▸ Document passage:
_ _ _ _ _

In summary, the countercurrent mechanism is a vital process that enables the kidneys to conserve water and produce concentrated urine through the interaction of Henle's loop, vasa recta, and the selective transport of solutes like NaCl and urea.

Q9: What are the main processes of urine formation?
Ans: The process by which urine is formed is known as uropoiesis, which consists of three main steps:

• Glomerular filtration: This initial step involves the filtration of blood by the glomerulus. It is referred to as "glomerular filtration" because the blood flows into the glomerular capillaries under high pressure, and substances are filtered across the thin capillary walls. The resulting glomerular filtrate is essentially plasma minus proteins and contains various components such as glucose, amino acids, water, urea, uric acid, hippuric acid, salts, vitamins, creatinine, bicarbonates, and phosphates.

_ _ _ _ _

[Stored items]

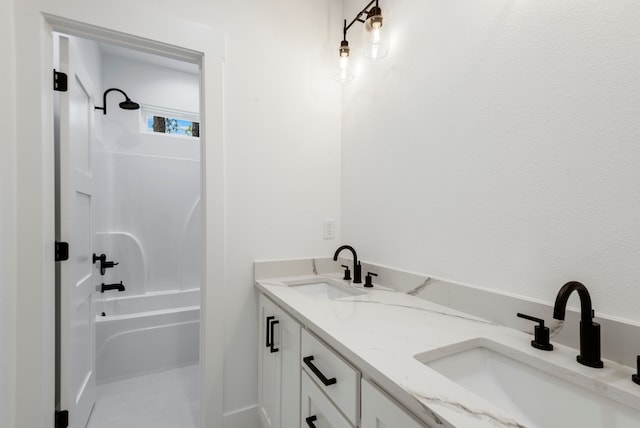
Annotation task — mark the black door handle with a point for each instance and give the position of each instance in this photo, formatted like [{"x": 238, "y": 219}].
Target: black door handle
[
  {"x": 317, "y": 372},
  {"x": 273, "y": 348},
  {"x": 310, "y": 421},
  {"x": 267, "y": 342}
]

_ _ _ _ _

▸ Work request 1:
Write out the stretch of the kidney passage from "In summary, the" through "of urine formation?".
▸ Work request 2:
According to the kidney passage, why is the first step of urine formation called "glomerular filtration"? Answer in one to three sentences.
▸ Work request 3:
Please carry on the kidney passage from the point where it stops.
The records have no connection to the kidney passage.

▸ Final answer 1:
In summary, the countercurrent mechanism is a vital process that enables the kidneys to conserve water and produce concentrated urine through the interaction of Henle's loop, vasa recta, and the selective transport of solutes like NaCl and urea.

Q9: What are the main processes of urine formation?

▸ Final answer 2:
It is called glomerular filtration because blood flows into the glomerular capillaries under high pressure. Substances are then filtered across the thin capillary walls.

▸ Final answer 3:
• Selective reabsorption: During this phase, the filtrate is further processed to form urine. This process is known as "reabsorption." The proximal convoluted tubule (PCT) plays a significant role in reabsorption, where the majority of substances from the glomerular filtrate are reabsorbed. Glucose and amino acids are completely absorbed through active transport, not normally appearing in urine. Active transport involves energy in the form of ATP and occurs against concentration gradients. Urea and uric acid are not fully reabsorbed and are typically present in urine under normal conditions. Creatinine and sulfates, however, are not reabsorbed at all. Chloride absorption is passive. The counter-current mechanism in Henle's Loop concentrates the fluid further. Sodium is absorbed in the ascending limb only. Water absorption in the distal convoluted tubule (DCT), collecting tubule, and collecting duct is dependent on antidiuretic hormone (ADH).
  - Approximately 60-70% of water is reabsorbed in the PCT.
  - About 15% of water is reabsorbed in Henle's loop.
  - Roughly 4-5% of water is reabsorbed in the DCT.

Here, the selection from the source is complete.